» ACTIVITY: Only the lines from the one with "Please put a point on the man's face" through the end of the data are wanted, copied exactly.

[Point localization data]
------------------------
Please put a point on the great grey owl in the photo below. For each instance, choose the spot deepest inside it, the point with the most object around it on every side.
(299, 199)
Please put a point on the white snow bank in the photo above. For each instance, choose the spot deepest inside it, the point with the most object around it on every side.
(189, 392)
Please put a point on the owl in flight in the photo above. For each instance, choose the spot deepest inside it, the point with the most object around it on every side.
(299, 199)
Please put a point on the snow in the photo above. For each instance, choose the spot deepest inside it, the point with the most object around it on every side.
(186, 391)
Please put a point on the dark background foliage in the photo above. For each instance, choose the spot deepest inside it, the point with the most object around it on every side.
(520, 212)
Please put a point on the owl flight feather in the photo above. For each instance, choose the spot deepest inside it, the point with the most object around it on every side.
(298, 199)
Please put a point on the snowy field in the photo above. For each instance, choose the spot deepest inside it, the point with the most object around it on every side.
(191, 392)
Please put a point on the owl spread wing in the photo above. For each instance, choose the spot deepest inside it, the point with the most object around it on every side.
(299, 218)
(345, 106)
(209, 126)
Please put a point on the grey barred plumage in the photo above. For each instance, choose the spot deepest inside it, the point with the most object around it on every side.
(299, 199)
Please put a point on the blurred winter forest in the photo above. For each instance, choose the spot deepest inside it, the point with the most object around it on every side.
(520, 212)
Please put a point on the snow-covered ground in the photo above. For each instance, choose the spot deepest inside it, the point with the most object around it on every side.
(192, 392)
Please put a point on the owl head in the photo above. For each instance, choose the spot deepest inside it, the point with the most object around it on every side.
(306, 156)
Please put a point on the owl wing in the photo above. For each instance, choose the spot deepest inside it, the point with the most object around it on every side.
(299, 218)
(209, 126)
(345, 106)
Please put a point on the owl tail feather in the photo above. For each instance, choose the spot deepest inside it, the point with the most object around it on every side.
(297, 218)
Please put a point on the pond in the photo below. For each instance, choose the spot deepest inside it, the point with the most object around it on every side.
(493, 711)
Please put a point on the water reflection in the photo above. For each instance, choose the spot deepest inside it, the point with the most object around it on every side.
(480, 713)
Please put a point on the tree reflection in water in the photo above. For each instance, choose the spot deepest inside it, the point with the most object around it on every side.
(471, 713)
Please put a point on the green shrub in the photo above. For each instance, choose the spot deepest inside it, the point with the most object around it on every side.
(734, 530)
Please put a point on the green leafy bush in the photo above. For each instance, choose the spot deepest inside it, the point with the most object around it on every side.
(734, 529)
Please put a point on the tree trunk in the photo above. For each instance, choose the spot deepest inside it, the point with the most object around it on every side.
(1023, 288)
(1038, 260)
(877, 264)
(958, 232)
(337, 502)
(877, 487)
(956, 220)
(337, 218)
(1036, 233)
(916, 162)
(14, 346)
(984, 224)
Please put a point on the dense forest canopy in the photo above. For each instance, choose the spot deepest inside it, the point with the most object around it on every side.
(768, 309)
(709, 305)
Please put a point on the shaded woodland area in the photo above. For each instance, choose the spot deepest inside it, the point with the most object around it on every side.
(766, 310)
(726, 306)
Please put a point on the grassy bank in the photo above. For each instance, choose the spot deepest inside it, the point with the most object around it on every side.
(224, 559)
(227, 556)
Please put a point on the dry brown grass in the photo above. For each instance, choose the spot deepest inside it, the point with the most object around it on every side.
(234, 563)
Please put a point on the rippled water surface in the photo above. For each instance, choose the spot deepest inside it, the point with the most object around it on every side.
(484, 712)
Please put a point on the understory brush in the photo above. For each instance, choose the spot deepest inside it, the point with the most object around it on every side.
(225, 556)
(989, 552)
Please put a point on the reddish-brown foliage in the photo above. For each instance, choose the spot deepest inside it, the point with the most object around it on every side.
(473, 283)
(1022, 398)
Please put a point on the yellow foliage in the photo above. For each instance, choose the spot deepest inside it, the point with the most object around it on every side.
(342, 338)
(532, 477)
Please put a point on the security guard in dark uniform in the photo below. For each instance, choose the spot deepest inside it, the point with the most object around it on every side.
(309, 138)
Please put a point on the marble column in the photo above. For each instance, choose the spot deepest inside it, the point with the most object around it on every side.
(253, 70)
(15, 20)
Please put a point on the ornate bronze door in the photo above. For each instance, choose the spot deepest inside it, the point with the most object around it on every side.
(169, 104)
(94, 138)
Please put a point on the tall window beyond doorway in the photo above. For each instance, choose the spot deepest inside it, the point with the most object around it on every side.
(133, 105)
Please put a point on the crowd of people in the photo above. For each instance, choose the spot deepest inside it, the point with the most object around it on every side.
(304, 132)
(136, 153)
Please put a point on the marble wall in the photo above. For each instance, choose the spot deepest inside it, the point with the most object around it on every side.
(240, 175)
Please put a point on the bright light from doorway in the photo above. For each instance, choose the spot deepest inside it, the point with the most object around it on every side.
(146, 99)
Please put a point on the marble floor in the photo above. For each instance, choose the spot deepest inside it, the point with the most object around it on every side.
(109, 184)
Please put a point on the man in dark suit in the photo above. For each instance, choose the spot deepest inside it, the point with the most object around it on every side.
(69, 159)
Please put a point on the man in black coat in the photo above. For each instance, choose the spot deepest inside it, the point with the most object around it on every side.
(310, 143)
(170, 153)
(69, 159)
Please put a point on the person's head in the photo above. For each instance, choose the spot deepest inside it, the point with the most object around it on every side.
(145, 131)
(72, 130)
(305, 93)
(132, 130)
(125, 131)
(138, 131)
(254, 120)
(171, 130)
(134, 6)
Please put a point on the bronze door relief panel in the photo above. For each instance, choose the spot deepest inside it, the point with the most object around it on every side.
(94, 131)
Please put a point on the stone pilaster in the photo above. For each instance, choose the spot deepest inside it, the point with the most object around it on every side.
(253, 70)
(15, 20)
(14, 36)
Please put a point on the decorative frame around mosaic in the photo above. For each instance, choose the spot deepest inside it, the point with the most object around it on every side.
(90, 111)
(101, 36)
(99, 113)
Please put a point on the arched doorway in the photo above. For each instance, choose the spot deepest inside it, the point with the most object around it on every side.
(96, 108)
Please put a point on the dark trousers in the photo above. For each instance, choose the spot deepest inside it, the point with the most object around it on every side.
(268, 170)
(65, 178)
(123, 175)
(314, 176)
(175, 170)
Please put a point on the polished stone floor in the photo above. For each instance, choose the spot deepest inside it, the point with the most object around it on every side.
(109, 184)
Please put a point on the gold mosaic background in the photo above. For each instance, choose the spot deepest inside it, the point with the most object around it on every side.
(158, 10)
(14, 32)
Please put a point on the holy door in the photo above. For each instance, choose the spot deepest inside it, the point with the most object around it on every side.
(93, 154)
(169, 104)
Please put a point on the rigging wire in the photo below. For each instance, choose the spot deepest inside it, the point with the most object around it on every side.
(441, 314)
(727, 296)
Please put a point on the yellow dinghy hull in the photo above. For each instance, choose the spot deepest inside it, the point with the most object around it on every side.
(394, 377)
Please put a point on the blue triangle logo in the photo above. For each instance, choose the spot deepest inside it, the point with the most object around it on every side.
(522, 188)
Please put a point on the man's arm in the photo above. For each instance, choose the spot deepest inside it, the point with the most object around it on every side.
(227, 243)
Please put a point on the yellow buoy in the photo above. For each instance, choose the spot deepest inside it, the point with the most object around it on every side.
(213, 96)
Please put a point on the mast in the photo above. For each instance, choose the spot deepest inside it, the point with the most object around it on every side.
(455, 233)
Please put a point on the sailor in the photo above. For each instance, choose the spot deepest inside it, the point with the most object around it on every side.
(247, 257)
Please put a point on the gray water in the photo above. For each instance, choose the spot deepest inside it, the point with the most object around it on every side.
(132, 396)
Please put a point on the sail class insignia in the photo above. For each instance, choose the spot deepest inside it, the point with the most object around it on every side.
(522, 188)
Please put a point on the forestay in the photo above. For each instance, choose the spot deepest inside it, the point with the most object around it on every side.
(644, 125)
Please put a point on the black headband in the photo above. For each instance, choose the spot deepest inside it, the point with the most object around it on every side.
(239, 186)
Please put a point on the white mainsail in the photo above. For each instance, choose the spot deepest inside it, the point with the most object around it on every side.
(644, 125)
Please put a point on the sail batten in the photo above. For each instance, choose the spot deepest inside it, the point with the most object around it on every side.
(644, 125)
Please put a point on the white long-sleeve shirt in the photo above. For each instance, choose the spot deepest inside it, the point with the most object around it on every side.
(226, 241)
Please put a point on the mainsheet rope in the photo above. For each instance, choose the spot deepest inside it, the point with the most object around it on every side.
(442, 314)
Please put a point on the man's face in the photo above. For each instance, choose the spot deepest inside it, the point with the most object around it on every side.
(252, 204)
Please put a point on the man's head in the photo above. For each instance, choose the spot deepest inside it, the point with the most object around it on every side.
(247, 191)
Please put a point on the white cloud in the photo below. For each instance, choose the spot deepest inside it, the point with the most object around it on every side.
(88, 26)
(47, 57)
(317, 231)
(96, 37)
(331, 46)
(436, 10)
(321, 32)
------------------------
» RESPONSE BOX:
Please put a point on the man's face in the photo above. For each instance, choose the spot deepest inside it, the point with the most object around it on every side.
(252, 204)
Please put a point on the man's head in the photo above. For each instance, choose the spot deepest inside it, the point with the most object around it on every side.
(247, 191)
Please put a point on the white cloud in the photo below. For each instance, choose the spot deepest inside it, the point with the most object around it on every side.
(88, 26)
(47, 57)
(317, 231)
(96, 37)
(331, 46)
(436, 10)
(321, 32)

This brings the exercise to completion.